### The request
Find the line that contains "In the picture above, where can the blue and"; then retype it and each line after it, exactly, through the final line of the data below.

(Stored items from a collection)
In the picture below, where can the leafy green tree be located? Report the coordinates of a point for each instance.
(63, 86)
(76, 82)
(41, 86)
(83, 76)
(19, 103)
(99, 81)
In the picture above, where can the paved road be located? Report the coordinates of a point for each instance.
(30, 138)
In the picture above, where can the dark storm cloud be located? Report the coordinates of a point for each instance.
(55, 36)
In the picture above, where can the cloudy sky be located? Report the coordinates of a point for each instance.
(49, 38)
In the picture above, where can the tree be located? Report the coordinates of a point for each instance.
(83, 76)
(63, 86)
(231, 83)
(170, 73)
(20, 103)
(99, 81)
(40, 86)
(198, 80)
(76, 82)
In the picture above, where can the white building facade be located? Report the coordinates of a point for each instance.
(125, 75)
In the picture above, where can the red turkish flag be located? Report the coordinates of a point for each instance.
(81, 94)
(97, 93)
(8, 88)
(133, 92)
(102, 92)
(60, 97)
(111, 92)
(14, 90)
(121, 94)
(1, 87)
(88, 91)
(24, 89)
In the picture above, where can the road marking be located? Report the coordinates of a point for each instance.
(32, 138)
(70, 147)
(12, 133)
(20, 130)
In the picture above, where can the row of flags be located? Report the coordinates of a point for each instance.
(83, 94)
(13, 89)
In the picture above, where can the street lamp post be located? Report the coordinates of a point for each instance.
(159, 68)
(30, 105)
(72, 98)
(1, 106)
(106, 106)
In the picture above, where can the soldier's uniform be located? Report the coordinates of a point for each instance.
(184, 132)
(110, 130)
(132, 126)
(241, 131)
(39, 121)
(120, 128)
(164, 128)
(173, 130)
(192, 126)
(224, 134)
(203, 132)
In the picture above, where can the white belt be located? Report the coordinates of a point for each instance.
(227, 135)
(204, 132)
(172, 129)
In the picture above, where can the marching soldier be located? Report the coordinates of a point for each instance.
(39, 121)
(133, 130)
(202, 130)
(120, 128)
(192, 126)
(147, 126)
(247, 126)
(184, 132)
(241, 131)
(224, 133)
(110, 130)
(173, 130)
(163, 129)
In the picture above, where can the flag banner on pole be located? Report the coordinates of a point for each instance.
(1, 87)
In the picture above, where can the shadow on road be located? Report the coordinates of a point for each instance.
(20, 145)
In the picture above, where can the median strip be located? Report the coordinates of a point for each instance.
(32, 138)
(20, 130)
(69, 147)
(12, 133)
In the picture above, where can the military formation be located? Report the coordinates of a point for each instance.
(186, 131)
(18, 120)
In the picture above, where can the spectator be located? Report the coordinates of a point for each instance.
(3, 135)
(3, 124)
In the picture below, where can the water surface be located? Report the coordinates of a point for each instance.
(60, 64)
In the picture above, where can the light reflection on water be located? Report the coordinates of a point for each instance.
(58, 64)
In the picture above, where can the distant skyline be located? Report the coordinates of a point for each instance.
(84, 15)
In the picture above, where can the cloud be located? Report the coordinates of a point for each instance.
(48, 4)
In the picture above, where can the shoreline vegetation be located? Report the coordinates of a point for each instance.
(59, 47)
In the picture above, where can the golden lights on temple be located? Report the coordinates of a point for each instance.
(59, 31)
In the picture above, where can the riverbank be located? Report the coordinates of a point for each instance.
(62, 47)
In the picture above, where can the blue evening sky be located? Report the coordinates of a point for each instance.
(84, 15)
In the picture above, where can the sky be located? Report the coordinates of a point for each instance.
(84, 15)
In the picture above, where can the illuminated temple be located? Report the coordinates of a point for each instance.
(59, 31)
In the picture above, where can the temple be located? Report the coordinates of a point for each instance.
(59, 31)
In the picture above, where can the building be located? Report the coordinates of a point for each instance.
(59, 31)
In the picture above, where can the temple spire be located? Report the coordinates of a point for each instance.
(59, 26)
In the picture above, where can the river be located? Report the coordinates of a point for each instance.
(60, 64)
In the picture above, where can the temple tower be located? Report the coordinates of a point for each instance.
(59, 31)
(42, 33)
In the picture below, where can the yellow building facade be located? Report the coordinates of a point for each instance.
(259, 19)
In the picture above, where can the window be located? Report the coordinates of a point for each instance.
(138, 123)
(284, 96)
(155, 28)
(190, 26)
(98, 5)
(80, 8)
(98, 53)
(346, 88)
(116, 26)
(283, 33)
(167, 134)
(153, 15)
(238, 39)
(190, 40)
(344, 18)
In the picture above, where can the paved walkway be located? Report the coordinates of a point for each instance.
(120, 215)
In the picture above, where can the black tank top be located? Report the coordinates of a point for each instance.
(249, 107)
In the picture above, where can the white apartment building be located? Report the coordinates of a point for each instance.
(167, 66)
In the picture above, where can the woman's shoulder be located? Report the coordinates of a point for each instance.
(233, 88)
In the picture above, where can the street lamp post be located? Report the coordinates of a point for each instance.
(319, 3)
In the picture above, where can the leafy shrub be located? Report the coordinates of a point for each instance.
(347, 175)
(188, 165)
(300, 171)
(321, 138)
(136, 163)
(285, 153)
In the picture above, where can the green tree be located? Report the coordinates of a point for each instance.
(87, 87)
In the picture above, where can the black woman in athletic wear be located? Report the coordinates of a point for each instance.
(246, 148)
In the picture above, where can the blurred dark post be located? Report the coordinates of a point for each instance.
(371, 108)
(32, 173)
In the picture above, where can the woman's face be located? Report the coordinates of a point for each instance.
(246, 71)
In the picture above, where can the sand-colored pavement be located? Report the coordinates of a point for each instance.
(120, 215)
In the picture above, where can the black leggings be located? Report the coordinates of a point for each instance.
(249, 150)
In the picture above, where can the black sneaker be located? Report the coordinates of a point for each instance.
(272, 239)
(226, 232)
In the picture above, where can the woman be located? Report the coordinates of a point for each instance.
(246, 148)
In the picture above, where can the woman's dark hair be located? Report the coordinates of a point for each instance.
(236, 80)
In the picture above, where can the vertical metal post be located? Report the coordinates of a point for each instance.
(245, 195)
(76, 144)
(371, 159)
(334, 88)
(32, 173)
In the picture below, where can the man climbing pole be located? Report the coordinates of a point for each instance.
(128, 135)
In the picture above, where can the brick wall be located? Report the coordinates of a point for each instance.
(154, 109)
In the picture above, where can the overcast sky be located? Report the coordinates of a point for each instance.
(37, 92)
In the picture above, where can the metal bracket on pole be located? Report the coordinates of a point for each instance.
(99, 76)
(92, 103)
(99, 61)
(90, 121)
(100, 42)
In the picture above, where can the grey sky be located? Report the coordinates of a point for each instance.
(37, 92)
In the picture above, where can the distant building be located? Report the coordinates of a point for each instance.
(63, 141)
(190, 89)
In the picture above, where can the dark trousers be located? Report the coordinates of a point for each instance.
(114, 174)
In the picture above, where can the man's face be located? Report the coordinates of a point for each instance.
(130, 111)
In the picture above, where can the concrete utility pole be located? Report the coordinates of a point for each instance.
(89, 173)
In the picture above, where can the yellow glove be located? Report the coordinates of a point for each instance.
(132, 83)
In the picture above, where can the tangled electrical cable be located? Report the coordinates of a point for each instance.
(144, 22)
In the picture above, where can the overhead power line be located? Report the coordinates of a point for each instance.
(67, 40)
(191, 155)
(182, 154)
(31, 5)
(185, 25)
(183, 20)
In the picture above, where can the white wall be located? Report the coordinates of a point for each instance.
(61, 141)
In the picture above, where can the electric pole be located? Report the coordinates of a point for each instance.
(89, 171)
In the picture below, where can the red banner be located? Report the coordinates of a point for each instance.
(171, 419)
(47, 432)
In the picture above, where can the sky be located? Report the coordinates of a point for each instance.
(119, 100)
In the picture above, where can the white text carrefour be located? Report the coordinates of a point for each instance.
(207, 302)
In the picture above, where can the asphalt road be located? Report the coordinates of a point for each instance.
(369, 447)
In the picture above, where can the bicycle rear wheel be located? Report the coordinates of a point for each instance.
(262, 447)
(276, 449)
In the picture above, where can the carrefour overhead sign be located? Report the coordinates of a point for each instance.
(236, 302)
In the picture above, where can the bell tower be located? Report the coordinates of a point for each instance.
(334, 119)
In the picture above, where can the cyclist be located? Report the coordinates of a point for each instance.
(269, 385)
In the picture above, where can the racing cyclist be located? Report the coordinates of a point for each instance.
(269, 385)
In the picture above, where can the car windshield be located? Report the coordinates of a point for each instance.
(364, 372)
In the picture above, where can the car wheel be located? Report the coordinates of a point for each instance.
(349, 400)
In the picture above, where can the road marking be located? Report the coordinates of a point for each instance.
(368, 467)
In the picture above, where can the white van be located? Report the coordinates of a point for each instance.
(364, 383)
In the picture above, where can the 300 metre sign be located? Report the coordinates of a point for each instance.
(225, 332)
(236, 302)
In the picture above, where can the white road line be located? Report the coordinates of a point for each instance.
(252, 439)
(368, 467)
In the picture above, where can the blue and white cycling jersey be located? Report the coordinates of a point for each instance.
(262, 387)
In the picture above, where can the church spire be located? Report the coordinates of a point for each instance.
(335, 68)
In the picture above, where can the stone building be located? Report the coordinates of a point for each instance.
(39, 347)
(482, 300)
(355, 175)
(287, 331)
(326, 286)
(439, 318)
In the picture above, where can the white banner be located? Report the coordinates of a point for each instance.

### The output
In the picture above, where can the blue and white cycling jersey be located? Report the coordinates of a point for each instance.
(262, 387)
In the picture above, where can the church spire be located? Report the coordinates of a point for each instance.
(335, 68)
In the picture above, where can the stone building be located? Report the coordinates of a point for each instance.
(39, 347)
(482, 300)
(355, 175)
(287, 331)
(326, 286)
(439, 318)
In the picture above, where can the white banner be located? Report the coordinates of a point for each instance.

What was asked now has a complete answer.